● How to complete this task: Rewrite the entries below, changing "positive clicks" to "foreground clicks" wherever it occurs and leaving everything else as it is. Leave the pictures out.

[Start of Attachment]

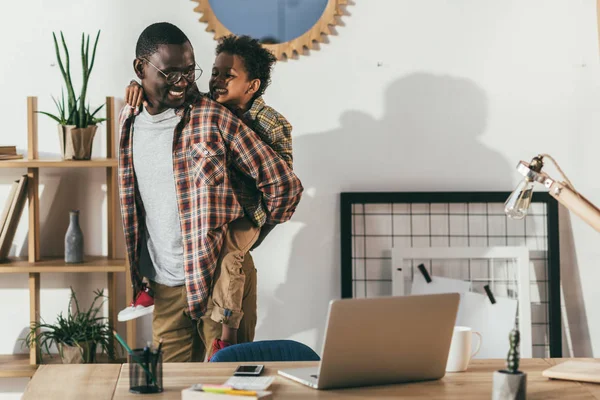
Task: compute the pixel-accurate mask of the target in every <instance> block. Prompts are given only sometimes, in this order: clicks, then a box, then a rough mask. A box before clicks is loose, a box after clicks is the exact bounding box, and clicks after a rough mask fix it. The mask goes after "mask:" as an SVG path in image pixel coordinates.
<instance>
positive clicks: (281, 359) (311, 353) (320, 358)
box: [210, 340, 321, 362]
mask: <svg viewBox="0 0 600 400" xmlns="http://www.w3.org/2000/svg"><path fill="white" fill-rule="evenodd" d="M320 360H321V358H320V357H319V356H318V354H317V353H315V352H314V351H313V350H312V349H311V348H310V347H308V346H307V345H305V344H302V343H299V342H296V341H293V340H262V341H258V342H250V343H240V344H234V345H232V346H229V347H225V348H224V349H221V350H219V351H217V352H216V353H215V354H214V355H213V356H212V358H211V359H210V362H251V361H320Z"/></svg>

[End of Attachment]

● Answer box:
Task: compute the pixel-accurate mask of the target in every <instance> block. Prompts are given only sometimes, in this order: clicks, then a box, then a rough mask. A box before clicks is loose, a box after clicks is the exact bounding box, and clicks after a rough mask fix it. The mask goes after "mask:" as an SVG path in image pixel coordinates.
<instance>
foreground clicks: (281, 359) (311, 353) (320, 358)
box: [210, 340, 321, 362]
mask: <svg viewBox="0 0 600 400" xmlns="http://www.w3.org/2000/svg"><path fill="white" fill-rule="evenodd" d="M320 360H321V358H320V357H319V356H318V354H317V353H315V352H314V351H313V350H312V349H311V348H310V347H308V346H307V345H305V344H302V343H299V342H296V341H293V340H262V341H258V342H250V343H240V344H234V345H232V346H229V347H225V348H224V349H221V350H219V351H217V352H216V353H215V354H214V355H213V356H212V358H211V359H210V362H251V361H320Z"/></svg>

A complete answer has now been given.